*** Text section ***

Chapter 4

Chapter 4

CHAPTER 4
Aristocracy, Democracy, and System Design


This great church is an incomparable work of art. There is neither aridity nor confusion in the tenets it sets forth.

If is the zenith of a style, the work of artists who had understood and assimilated all their predecessors' successes, in complete possession of the techniques of their times, but using them without indiscreet display nor gratuitous feats of skill.

It was Jean d'Orbais who undoubtedly conceived the general plan of the building, a plan which was respected, at least in its essential elements, by his successors. This is one of the reasons for the extreme coherence and unity of the edifice.

Conceptual Integrity
Most European cathedrals show differences in plan or architectural style between parts built in different generations by different builders. The later builders were tempted to improve upon the designs of the earlier ones, to reflect both changes in fashion and differences in individual taste. So the peaceful Norman transept abuts and contradicts the soaring Gothic nave, and the result proclaims the pridefulness of the builders as much as the glory of God.

Against these, the architectural unity of Reims stands in glorious contrast. The joy that stirs the beholder comes as much from the integrity of the design as from any particular excellences. As the guidebook tells, this integrity was achieved by the self-abnegation of eight generations of builders, each of whom sacrificed some of his ideas so that the whole might be of pure design. The result proclaims not only the glory of God, but also His power to salvage fallen men from their pride.

Even though they have not taken centuries to build, most programming systems reflect conceptual disunity far worse than that of cathedrals. Usually this arises not from a serial succession of master designers, but from the separation of design into many tasks done by many men.

I will contend that conceptual integrity is the most important consideration in system design. It is better to have a system omit certain anomalous features and improvements, but to reflect one set of design ideas, than to have one that contains many good but independent and uncoordinated ideas. In this chapter and the next two, we will examine the consequences of this theme for programming system design:

Achieving Conceptual Integrity
The purpose of a programming system is to make a computer easy to use. To do this, it furnishes languages and various facilities that are in fact programs invoked and controlled by language features. But these facilities are bought at a price: the external description of a programming system is ten to twenty times as large as the external description of the computer system itself. The user finds it far easier to specify any particular function, but there are far more to choose from, and far more options and formats to remember.

Ease of use is enhanced only if the time gained in functional specification exceeds the time lost in learning, remembering, and searching manuals. With modern programming systems this gain does exceed the cost, but in recent years the ratio of gain to cost seems to have fallen as more and more complex functions have been added. I am haunted by the memory of the ease of use of the IBM 650, even without an assembler or any other software at all.

Because ease of use is the purpose, this ratio of function to conceptual complexity is the ultimate test of system design. Neither function alone nor simplicity alone defines a good design.

*** Entries shown ***

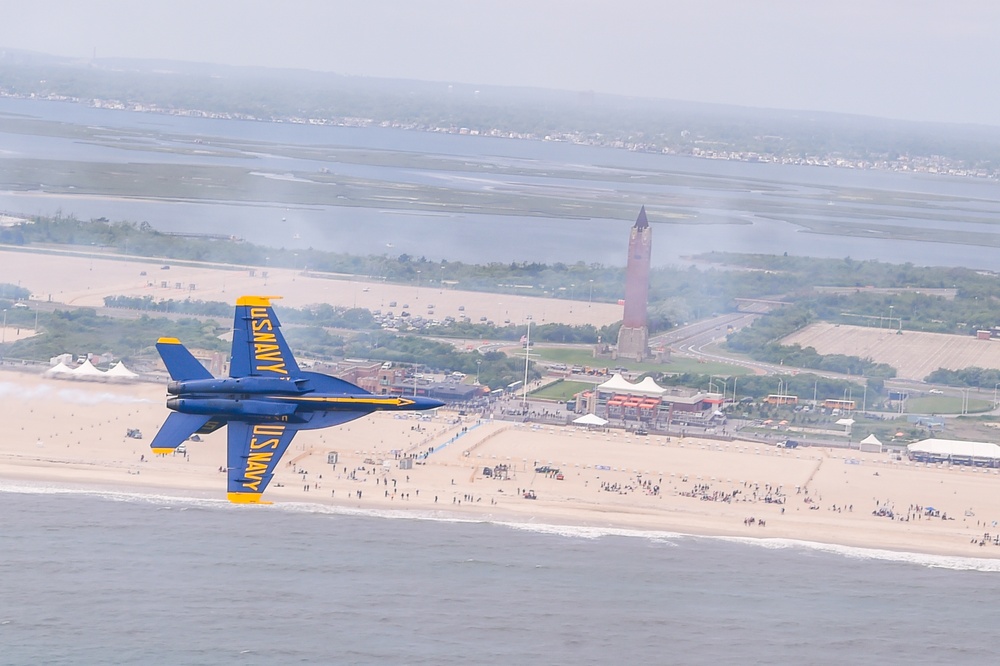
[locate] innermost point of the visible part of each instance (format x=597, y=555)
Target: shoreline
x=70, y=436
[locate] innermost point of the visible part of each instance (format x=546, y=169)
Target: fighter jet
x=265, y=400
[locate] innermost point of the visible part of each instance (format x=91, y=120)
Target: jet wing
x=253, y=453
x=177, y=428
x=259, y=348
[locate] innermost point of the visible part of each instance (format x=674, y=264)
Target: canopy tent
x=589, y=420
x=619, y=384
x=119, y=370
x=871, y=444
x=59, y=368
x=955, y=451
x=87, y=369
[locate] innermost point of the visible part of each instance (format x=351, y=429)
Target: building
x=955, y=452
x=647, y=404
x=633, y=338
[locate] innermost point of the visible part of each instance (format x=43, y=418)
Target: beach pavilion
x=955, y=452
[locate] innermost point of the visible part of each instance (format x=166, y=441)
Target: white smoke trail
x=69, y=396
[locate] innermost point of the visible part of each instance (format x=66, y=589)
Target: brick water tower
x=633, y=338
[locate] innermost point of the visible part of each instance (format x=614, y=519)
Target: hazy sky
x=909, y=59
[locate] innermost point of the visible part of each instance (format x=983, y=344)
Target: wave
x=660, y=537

***
*** Entries shown ***

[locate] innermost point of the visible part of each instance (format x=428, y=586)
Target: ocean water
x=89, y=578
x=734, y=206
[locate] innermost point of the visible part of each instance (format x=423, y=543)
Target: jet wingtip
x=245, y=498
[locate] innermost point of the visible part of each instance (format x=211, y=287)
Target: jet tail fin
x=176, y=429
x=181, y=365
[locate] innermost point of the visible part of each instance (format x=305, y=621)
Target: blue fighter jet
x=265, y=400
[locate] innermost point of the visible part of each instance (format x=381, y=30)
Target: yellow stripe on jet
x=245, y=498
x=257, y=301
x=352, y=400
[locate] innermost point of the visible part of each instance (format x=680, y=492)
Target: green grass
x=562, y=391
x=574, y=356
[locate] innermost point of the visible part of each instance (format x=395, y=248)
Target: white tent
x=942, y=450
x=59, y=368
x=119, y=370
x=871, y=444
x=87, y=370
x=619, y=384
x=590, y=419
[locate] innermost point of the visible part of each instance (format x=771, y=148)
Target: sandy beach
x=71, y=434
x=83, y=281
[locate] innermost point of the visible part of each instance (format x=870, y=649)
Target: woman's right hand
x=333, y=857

***

- **Written instruction A**
In the chapter on system design, list the activities that it says make the user lose time.
- **Written instruction B**
Proceed with the chapter on system design, picking up right after its final sentence.
These records were drawn from a separate source.

- **Output A**
Learning, remembering, and searching manuals.

- **Output B**
This point is widely misunderstood. Operating System/360 is hailed by its builders as the finest ever built, because it indisputably has the most function. Function, and not simplicity, has always been the measure of excellence for its designers. On the other hand, the Time-Sharing System for the PDP-10 is hailed by its builders as the finest, because of its simplicity and the spareness of its concepts. By any measure, however, its function is not even in the same class as that of OS/360. As soon as ease of use is held up as the criterion, each of these is seen to be unbalanced, reaching for only half of the true goal.

For a given level of function, however, that system is best in which one can specify things with the most simplicity and straightforwardness. Simplicity is not enough. Mooers's TRAC language and Algol 68 achieve simplicity as measured by the number of distinct elementary concepts. They are not, however, straightforward. The expression of the things one wants to do often requires involuted and unexpected combinations of the basic facilities. It is not enough to learn the elements and rules of combination; one must also learn the idiomatic usage, a whole lore of how the elements are combined in practice. Simplicity and straightforwardness proceed from conceptual integrity. Every part must reflect the same philosophies and the same balancing of desiderata. Every part must even use the same techniques in syntax and analogous notions in semantics. Ease of use, then, dictates unity of design, conceptual integrity.

Aristocracy and Democracy
Conceptual integrity in turn dictates that the design must proceed from one mind, or from a very small number of agreeing resonant minds.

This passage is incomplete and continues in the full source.